→ **RECORDS FOR THE TASK**

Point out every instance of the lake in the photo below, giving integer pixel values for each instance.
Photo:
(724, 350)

==

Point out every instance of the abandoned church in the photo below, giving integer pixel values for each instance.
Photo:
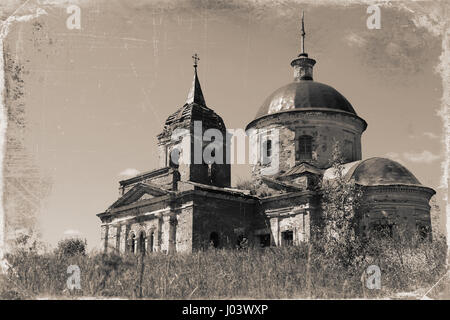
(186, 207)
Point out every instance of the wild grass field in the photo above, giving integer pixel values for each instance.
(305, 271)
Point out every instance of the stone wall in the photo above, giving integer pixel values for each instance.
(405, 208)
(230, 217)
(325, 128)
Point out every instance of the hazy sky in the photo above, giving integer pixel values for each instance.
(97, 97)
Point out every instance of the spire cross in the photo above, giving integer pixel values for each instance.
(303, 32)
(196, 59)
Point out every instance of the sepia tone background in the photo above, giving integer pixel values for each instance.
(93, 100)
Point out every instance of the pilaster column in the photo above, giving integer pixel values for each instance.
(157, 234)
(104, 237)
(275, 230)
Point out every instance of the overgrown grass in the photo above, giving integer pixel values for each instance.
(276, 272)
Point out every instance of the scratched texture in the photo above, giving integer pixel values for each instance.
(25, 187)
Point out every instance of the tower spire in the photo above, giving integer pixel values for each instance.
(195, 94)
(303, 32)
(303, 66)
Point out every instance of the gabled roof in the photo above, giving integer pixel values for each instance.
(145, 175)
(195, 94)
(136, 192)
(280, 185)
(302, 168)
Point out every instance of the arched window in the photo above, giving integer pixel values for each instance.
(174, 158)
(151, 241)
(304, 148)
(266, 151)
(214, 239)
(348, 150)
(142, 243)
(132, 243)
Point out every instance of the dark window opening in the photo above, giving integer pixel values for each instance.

...

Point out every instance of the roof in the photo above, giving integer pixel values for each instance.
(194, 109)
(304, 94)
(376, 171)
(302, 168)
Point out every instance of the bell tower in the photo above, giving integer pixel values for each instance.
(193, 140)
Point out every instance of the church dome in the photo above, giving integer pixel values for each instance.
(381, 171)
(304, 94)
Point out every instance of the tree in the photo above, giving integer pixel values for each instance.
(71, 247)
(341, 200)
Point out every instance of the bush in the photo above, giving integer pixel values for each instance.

→ **TASK DESCRIPTION**
Show every line from the entries above in which the word "below" appears.

→ **COMPLETED TASK**
Point out every instance of the lake in the photo below, giving integer pixel values for each instance.
Point out every instance of the abandoned church in the photo below, giving integer pixel values for each instance.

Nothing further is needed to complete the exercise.